**Document excerpt**
┌──

Copyright © 2008-2024 Instructure, Inc. All rights reserved. Various trademarks held by their respective owners.

On this page
  • Initiate library
  • Obtaining the latest schema
  • Fetching table data with a snapshot query
  • Getting latest changes with an incremental query
  • Replicating data to a database
  • Synchronizing data with a database
  • Dropping data from a database
  • Executing operations on multiple tables
  • Configure log level for debugging

Was this helpful?

  1. Services
  2. Data Access Platform
  3. Client Library

Examples

Learn how to use the DAP Client Library.

PreviousClient LibraryNextReference

Last updated 2 months ago

Was this helpful?

DAP client library is following the , and makes use of the new Python keywords async and await. The examples below have to be executed in an asynchronous context. You can by invoking asyncio.run. By default, a Python script runs in a synchronous context; you must wrap the examples below into an async function, or you will get a syntax error.

Initiate library

First, we need to instantiate the DAPClient class:

import os
from dap.api import DAPClient
from dap.dap_types import Credentials

base_url: str = os.environ["DAP_API_URL"]
client_id: str = os.environ["DAP_CLIENT_ID"]
client_secret: str = os.environ["DAP_CLIENT_SECRET"]

credentials = Credentials.create(client_id=client_id, client_secret=client_secret)
async with DAPClient(base_url, credentials) as session:
    ...

However, DAPClient can automatically extract the value of these parameters from the above environment variables, allowing us to write:

async with DAPClient() as session:
    ...

Note that DAPClient uses an asynchronous context manager. Keywords such as async with are permitted only in an asynchronous context. We can enter such a context by invoking asyncio.run(my_function(arg1, arg2, ...)).

Let’s explore a few common use cases with DAPClient.

Obtaining the latest schema

from dap.api import DAPClient

async with DAPClient() as session:
    schema = await session.get_table_schema("canvas", "accounts")

We can also save the schema to a file.

import os
from dap.api import DAPClient

output_directory: str = os.getcwd()
async with DAPClient() as session:
    tables = await session.get_tables("canvas")
    for table in tables:
        await session.download_table_schema("canvas", table, output_directory)

Fetching table data with a snapshot query

In order to get an initial copy of the full table contents, we need to perform a snapshot query. The parameter format determines the output data format, including CSV, TSV, JSONL and Parquet. We recommend JSONL or Parquet. For JSONL, each line in the output can be parsed into a JSON object, conforming to the JSON schema returned above.

└──

**Tasks to perform**
• 1. Reproduce the stretch of the DAP Client Library examples from "async with DAPClient(base_url, credentials)" through "cases with DAPClient.".
• 2. Continue the DAP Client Library examples from the point where they stop.

**Dataset entries**
┌──

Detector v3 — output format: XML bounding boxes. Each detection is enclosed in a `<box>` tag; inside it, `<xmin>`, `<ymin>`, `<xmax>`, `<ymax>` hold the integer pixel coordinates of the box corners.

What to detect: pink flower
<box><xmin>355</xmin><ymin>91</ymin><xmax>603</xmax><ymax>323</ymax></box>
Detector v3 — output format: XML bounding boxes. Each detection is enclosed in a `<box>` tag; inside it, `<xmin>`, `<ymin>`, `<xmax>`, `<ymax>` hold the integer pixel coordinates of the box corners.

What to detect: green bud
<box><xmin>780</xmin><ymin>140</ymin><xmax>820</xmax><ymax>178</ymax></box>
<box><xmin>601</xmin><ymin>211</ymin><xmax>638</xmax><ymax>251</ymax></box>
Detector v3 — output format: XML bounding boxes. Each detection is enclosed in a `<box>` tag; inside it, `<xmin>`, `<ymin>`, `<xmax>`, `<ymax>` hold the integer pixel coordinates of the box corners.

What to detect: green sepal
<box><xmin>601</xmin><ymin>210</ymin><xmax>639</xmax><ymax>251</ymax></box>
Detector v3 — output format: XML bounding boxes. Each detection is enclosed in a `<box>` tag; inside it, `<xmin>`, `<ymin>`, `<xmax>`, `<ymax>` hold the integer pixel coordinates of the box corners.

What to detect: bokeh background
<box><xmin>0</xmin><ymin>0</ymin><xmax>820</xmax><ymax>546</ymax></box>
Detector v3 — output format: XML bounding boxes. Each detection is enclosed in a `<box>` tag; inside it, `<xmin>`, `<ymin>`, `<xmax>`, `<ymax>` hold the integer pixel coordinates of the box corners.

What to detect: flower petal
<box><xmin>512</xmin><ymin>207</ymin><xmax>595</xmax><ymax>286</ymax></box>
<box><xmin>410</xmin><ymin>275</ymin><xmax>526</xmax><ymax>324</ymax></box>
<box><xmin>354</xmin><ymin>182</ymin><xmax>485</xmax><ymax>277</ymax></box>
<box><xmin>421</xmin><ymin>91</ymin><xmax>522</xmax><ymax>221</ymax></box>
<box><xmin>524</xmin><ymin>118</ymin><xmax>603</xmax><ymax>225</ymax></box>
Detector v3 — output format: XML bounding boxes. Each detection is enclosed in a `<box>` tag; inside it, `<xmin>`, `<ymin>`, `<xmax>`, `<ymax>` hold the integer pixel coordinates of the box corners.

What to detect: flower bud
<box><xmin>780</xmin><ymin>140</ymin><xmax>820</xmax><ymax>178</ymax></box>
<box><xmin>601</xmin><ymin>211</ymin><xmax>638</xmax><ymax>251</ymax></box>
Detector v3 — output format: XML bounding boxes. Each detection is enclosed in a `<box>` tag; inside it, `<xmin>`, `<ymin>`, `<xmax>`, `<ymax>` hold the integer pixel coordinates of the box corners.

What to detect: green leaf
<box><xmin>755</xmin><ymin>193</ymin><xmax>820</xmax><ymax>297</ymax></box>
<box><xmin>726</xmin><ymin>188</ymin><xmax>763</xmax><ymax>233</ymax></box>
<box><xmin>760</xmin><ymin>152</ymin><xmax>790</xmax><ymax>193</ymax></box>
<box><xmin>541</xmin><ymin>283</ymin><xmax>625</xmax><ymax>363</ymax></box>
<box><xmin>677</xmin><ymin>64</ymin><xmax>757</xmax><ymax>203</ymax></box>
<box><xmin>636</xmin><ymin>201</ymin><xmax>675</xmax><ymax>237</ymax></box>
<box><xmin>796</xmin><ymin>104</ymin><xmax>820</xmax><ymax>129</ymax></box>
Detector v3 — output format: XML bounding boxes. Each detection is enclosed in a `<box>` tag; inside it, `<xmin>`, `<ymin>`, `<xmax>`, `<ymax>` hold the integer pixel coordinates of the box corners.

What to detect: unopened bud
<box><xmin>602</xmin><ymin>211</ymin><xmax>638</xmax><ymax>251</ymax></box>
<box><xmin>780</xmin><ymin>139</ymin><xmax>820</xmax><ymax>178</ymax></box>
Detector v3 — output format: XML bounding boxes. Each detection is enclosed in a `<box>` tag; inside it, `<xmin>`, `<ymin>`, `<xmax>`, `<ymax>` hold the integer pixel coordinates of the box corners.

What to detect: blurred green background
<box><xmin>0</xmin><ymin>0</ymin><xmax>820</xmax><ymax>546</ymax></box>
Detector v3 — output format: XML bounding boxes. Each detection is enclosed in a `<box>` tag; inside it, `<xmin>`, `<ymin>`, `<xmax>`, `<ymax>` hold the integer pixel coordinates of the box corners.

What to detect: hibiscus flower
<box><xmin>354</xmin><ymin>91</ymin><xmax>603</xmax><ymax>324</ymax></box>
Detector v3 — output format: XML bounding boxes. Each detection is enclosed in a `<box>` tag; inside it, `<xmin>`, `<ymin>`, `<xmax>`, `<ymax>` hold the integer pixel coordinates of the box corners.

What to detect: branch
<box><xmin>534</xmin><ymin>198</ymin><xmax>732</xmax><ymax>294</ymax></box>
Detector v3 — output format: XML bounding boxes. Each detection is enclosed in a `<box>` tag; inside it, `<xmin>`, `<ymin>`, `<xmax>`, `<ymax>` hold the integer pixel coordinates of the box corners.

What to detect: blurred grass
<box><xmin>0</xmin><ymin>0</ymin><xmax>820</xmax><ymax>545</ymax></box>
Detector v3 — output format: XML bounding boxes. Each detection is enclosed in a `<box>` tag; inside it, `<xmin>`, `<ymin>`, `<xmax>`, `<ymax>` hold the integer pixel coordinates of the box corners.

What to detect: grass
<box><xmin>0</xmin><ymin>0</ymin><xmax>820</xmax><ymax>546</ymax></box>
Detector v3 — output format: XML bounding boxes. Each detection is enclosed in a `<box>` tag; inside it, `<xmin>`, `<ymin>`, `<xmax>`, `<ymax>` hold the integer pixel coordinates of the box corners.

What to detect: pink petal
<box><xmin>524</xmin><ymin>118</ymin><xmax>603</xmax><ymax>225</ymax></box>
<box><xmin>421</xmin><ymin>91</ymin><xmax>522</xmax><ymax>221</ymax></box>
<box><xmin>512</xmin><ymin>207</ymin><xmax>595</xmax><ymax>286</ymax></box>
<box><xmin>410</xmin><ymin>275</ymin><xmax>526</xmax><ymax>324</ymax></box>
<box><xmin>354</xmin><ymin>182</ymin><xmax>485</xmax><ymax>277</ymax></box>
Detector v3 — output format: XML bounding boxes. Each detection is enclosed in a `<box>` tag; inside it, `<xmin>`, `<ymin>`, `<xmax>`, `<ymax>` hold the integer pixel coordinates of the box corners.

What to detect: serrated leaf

└──

**Expected responses**
• 1.
async with DAPClient(base_url, credentials) as session:
    ...

However, DAPClient can automatically extract the value of these parameters from the above environment variables, allowing us to write:

async with DAPClient() as session:
    ...

Note that DAPClient uses an asynchronous context manager. Keywords such as async with are permitted only in an asynchronous context. We can enter such a context by invoking asyncio.run(my_function(arg1, arg2, ...)).

Let’s explore a few common use cases with DAPClient.

• 2.
import os
from dap.api import DAPClient
from dap.dap_types import Format, SnapshotQuery

output_directory = os.getcwd()
async with DAPClient() as session:
    query = SnapshotQuery(format=Format.JSONL, mode=None)
    await session.download_table_data(
        "canvas", "accounts", query, output_directory, decompress=True
    )

Getting latest changes with an incremental query

Once an initial snapshot has been obtained, we need to keep the data synchronized with DAP. This is possible with incremental queries. The following, more complex example gets all changes since a specified since timestamp, and saves each data file on the server to an output file in the local filesystem. The last_seen timestamp is typically the until returned by a previous incremental query.

import os
from datetime import datetime, timezone
from urllib.parse import ParseResult, urlparse

import aiofiles

from dap.api import DAPClient
from dap.dap_types import Format, IncrementalQuery

# timestamp returned by last snapshot or incremental query
last_seen = datetime(2023, 2, 1, 0, 0, 0, tzinfo=timezone.utc)

async with DAPClient() as session:
    query = IncrementalQuery(
        format=Format.JSONL,
        mode=None,
        since=last_seen,
        until=None,
    )
    result = await session.get_table_data("canvas", "accounts", query)
    resources = await session.get_resources(result.objects)
    for resource in resources.values():
        components: ParseResult = urlparse(str(resource.url))
        file_path = os.path.join(
            os.getcwd(), "data", os.path.basename(components.path)
        )
        async for stream in session.stream_resource(resource):
            async with aiofiles.open(file_path, "wb") as file:
                # save gzip data to file without decompressing
                async for chunk in stream.iter_chunked(64 * 1024):
                    await file.write(chunk)

Replicating data to a database

Earlier sections have shown how to obtain the latest schema, fetch data with a snapshot query, or get the latest changes with an incremental query. These are low-level operations that give you full control over what you do with the data.

However, in most cases we want high-level operations that ensure our database (either running locally or in the cloud) is synchronized with the data in DAP, without paying attention to specifics of data transfer. This is possible with two operations that

  1. initialize a database, and

  2. synchronize a database with the data in DAP.

In order to replicate data in DAP locally, we must first initialize a database:

from dap.api import DAPClient
from dap.integration.database import DatabaseConnection, DatabaseConnectionConfig
from dap.replicator.sql import SQLReplicator

# Define connection parameters as an object
connection_params = DatabaseConnectionConfig(
    dialect="postgresql",
    host="server.example.com",
    port=5432,
    username="scott",
    password="password",
    database="testdb"
)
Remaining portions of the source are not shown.